GOAL: Reproduce the QuickShift clustering page word for word from "# => elapsed time: 56.666481916" to "28.79% gc time)".

DOCUMENT EXTRACT:
--------------------
QuickShift [1] is a fast method for hierarchical clustering, which first constructs the clustering tree, and subsequently allows to quickly cut links in the tree which exceed a specified length. This second step can be performed for different link-lengths without having to re-run the clustering itself. Care has been taken to provide a high-performance implementation.
[1] Quick Shift and Kernel Methods for Mode Seeking
a = quickshift(data)
a = quickshift(data, sigma)
# cluster ndim x nsamplex matrix data.
# sigma: Gaussian kernel width, see paper
labels = quickshiftlabels(a::QuickShift)
labels = quickshiftlabels(a::QuickShift, maxlinklength)
# cut links in the tree with length > maxlinklength
# return cluster labels for data points.
quickshiftplot(a, data, labels)
# plot data points and hierarchical links
# needs PyPlot installed, only for 2D
data 2 x N | Runtime quickshift | Runtime quickshiftlabels |
---|---|---|
1000 | 0.06 sec | 0.0002 sec |
10000 | 0.27 sec | 0.004 sec |
100000 | 9.67 sec | 0.04 sec |
For larger numbers of data points, you might want to use KShiftsClustering.jl to cluster the N
data points to e.g. 10.000 cluster centers, and then perform QuickShift on those.
Comparison with kmedoids
for 20.000 points:
using Clustering, QuickShiftClustering, FunctionalDataUtils
data = rand(2,20000)
@time a = kmedoids(1-exp(-distance(data,data)*10),10)
# => elapsed time: 56.666481916 seconds (41126243444 bytes allocated, 15.31% gc time)
@time labels = quickshiftlabels(quickshift(data))
# => elapsed time: 1.187448525 seconds (277816624 bytes allocated, 28.79% gc time)
using FunctionalData
data = @p map unstack(1:10) (x->10*randn(2,1).+randn(2,100)) | flatten
using QuickShiftClustering
a = quickshift(data)
labels = quickshiftlabels(a)
quickshiftplot(a, data, labels)
--------------------
INFORMATION GIVEN:
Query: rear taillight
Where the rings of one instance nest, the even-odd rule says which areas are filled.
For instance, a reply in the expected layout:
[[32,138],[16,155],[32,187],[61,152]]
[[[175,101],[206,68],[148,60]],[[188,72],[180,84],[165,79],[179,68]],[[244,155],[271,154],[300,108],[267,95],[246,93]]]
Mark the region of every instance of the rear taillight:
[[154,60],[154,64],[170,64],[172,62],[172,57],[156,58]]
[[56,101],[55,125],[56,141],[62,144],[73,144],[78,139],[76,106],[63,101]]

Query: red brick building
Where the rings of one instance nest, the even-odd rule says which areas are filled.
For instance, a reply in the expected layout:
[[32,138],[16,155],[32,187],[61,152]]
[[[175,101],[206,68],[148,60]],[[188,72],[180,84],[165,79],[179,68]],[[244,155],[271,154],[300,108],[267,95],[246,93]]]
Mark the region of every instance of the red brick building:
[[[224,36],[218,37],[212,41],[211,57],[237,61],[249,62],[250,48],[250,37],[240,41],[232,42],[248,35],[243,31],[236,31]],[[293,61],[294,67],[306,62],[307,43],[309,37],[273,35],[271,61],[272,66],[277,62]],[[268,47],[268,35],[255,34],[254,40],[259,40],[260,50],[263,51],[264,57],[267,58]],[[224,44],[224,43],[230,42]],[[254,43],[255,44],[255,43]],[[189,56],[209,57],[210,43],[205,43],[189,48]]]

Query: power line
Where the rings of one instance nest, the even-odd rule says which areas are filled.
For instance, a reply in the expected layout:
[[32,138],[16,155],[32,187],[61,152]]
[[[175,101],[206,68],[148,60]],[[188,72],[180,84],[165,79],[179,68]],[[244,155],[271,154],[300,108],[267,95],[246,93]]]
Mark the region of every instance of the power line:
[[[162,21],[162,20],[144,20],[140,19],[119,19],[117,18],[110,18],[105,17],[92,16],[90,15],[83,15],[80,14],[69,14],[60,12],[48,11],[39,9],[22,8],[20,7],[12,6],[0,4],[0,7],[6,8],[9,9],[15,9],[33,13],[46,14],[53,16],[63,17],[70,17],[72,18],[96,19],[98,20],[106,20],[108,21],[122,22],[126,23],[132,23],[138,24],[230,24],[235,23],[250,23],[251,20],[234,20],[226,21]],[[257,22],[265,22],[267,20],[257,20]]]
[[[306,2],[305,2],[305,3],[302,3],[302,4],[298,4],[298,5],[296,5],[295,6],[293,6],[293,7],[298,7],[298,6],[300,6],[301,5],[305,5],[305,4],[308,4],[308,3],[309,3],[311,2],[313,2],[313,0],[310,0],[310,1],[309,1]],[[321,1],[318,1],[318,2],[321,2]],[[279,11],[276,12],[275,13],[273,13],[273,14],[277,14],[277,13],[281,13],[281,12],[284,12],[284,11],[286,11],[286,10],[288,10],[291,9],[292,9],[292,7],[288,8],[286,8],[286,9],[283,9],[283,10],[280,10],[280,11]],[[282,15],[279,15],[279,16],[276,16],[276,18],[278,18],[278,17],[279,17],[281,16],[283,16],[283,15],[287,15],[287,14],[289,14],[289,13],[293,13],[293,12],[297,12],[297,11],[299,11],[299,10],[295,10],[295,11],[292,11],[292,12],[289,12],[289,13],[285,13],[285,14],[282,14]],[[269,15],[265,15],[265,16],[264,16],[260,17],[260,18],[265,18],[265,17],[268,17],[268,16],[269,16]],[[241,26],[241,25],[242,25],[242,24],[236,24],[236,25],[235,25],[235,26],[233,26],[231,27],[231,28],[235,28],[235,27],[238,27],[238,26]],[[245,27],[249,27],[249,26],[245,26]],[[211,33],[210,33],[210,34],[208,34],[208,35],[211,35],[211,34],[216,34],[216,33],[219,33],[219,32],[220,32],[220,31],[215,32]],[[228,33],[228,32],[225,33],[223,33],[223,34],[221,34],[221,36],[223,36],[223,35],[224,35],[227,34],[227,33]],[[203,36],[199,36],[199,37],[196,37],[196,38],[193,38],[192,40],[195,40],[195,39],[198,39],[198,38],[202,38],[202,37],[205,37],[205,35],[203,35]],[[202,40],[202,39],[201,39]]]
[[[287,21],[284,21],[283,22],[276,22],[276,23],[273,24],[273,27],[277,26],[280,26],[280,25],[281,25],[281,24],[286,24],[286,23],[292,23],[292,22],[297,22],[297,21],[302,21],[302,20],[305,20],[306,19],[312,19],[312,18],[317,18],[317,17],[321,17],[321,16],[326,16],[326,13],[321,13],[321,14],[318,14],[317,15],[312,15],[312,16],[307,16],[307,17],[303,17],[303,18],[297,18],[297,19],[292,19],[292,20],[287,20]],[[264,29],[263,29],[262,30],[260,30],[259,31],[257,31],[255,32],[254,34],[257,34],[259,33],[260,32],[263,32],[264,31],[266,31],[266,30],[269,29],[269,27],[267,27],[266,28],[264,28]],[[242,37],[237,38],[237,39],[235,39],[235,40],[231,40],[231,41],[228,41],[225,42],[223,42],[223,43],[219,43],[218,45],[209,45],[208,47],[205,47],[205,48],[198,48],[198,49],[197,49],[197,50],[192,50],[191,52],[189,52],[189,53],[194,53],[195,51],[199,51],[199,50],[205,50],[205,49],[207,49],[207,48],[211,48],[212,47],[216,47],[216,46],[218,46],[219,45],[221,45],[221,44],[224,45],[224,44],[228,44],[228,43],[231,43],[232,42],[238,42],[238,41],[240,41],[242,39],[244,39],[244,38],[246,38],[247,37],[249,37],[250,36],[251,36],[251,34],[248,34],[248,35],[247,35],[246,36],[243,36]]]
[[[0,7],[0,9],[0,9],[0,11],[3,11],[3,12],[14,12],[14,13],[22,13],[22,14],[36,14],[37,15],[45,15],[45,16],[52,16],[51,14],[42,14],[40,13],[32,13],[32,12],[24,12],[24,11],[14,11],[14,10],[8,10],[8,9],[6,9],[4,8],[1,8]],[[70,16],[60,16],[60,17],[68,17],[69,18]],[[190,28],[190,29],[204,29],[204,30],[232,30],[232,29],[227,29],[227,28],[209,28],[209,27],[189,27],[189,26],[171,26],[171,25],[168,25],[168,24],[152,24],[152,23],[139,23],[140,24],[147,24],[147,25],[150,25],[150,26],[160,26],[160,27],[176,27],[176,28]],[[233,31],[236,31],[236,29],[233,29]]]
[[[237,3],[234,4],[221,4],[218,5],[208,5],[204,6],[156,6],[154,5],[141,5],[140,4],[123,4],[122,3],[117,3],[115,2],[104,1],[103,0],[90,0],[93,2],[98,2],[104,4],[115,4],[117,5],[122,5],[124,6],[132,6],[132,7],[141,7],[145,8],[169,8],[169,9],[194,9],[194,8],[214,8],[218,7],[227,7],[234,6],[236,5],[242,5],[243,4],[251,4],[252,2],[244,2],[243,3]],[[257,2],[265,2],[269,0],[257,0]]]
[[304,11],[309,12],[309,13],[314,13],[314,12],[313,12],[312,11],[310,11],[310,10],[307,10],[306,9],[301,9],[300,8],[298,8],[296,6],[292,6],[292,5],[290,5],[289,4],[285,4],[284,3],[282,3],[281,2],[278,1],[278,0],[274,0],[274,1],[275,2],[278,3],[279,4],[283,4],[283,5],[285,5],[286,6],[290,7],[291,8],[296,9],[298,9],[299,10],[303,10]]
--------------------
OUTPUT BELOW:
# => elapsed time: 56.666481916 seconds (41126243444 bytes allocated, 15.31% gc time)
@time labels = quickshiftlabels(quickshift(data))
# => elapsed time: 1.187448525 seconds (277816624 bytes allocated, 28.79% gc time)